Exercise instructions
A. In the forum post on the LAGn function, reproduce the passage from "-- Every time" to "towards the front." word for word.
B. Condense the paragraph of the LAGn forum post that begins "This is because in the former case" into two shorter sentences that keep its main facts.
C. Extend the forum post on the LAGn function by writing what follows its last sentence.

Quoted passage
========================================================================

@crawfe:
When you use the LAGn function, you need to understand its nature. To recap:
-- LAGn is a queue of N items in memory occupying <item length>*N bytes. If the queue is numeric, <item length> = 8.
-- Every time LAGn is called for the same allocated queue, the item in the front of the queue is ejected (called dequeueing), and the value of the argument enters the rear of the queue (called enqueueing), displacing the rest of the items 1 position towards the front.
-- "For the same allocated queue" means that each time the compiler sees another reference to LAGn, it allocates a separate queue with N items. Thus,
x = lag (x) ;
x = lag (x) ;
is not at all the same as:
do i = 1 to 2 ;
x = lag (x) ;
end ;
This is because in the former case, the compiler has seen 2 LAG references and organized 2 separate, completely independent, queues. Thus, the first x=lag(x) causes the dequeing and enqueueing only in the first LAG queue, and the second x=lag(x) does the same only for the second queue. In the latter case, the compiler sees only one LAG reference and therefore organizes a single LAG queue, so that each time the DO loop iterates, the dequeing and enqueueing occur in the same, single, LAG queue.
-- Thus, a LAGn queue cannot be "cleared up" by doing anything with the variables, to which a call to the LAGn function assigns the dequeued value. It can be cleared up only by calling LAGn for the same queue (i.e. in a loop) N times, so that the item currently in the back of the queue is moved forward to the front of it and gets dequeued. The LAGn argument used in this action should be given the value to which you want the queue reinitialized - for example, a missing value or zero. This way, when after that you call LAGn again to create your assigned lag values, the first item dequeued will be that value.

========================================================================

(Records drawn from a collection)
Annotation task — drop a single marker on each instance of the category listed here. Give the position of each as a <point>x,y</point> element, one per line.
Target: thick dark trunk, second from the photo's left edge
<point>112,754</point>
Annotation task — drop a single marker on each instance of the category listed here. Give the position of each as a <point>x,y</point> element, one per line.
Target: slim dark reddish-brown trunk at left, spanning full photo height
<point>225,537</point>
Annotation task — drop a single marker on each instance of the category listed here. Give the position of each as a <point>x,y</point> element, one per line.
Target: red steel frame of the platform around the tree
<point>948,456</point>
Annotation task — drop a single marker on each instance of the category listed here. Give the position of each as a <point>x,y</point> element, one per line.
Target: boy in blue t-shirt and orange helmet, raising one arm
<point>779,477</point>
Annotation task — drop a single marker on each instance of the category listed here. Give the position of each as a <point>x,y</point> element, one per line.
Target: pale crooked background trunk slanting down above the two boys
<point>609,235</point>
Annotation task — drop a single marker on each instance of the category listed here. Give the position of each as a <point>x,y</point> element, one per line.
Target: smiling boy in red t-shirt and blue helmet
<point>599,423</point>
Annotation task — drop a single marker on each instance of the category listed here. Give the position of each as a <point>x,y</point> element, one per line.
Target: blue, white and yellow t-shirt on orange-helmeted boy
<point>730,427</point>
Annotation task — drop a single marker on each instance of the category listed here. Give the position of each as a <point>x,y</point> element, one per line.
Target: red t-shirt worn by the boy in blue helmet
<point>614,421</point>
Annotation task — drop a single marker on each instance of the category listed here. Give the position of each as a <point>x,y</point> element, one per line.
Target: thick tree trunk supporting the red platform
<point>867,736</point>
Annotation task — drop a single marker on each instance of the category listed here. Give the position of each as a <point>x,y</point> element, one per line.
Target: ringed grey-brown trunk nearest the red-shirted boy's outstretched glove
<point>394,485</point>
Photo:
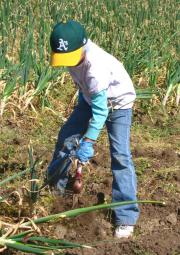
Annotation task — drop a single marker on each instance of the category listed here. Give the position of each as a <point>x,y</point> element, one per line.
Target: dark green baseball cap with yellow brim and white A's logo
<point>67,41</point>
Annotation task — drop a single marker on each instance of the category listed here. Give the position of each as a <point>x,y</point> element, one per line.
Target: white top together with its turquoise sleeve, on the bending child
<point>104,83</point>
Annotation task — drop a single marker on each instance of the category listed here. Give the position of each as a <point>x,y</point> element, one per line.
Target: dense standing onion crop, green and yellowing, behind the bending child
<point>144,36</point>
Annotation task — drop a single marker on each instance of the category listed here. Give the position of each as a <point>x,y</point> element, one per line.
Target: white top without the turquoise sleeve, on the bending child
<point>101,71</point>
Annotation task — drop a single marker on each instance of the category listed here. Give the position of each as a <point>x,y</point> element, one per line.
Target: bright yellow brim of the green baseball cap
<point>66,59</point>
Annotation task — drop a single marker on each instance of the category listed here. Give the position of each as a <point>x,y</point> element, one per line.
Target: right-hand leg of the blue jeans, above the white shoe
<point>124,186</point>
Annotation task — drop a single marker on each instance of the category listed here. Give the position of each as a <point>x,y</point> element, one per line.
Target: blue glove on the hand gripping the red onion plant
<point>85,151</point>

========================================================================

Written responses
A.
-- Every time LAGn is called for the same allocated queue, the item in the front of the queue is ejected (called dequeueing), and the value of the argument enters the rear of the queue (called enqueueing), displacing the rest of the items 1 position towards the front.

B. When x = lag(x) is written out twice, the compiler sees two LAG references and builds two separate, independent queues, so each statement dequeues and enqueues only in its own queue. In the DO loop version, there is only one LAG reference, so a single queue is built and every iteration dequeues and enqueues in that same queue.

C.
After these prelim notes, it should be clear how to clear your queues before each BY group:
data have ;
input sn count ;
cards ;
11075652 12
11075652 4
11075652 3
11075652 1
11075652 1
11075682 1
11075682 2
11075682 2
11075682 2
11075682 0
11075682 2
run ;
data want ;
if 0 then set have ;
count = 0 ;
do _n_ = 1 to 6 ;
link lag ;
end ;
do until (last.sn) ;
set have ;
by sn ;
link lag ;
cum_sum = sum (count, of lag1-lag6) ;
output ;
end ;
return ;
lag: lag1 = lag1 (count) ;
lag2 = lag2 (count) ;
lag3 = lag3 (count) ;
lag4 = lag4 (count) ;
lag5 = lag5 (count) ;
lag6 = lag6 (count) ;
return ;
run ;
This way, the LAGn variables will remain 0 for the first N records in each BY group, as they should. Alternatively, you can reinitialize the queues with missing values - it won't affect CUM_SUM, but in this case, the LAGn variables will remain missing for the first N records in each BY group, and coding will be a bit terser:
data want ;
do until (last.sn) ;
set have ;
by sn ;
link lag ;
cum_sum = sum (count, of lag1-lag6) ;
output ;
end ;
count = . ;
do _n_ = 1 to 6 ;
link lag ;
end ;
return ;
lag: lag1 = lag1 (count) ;
lag2 = lag2 (count) ;
lag3 = lag3 (count) ;
lag4 = lag4 (count) ;
lag5 = lag5 (count) ;
lag6 = lag6 (count) ;
return ;
run ;
Kind regards
Paul D.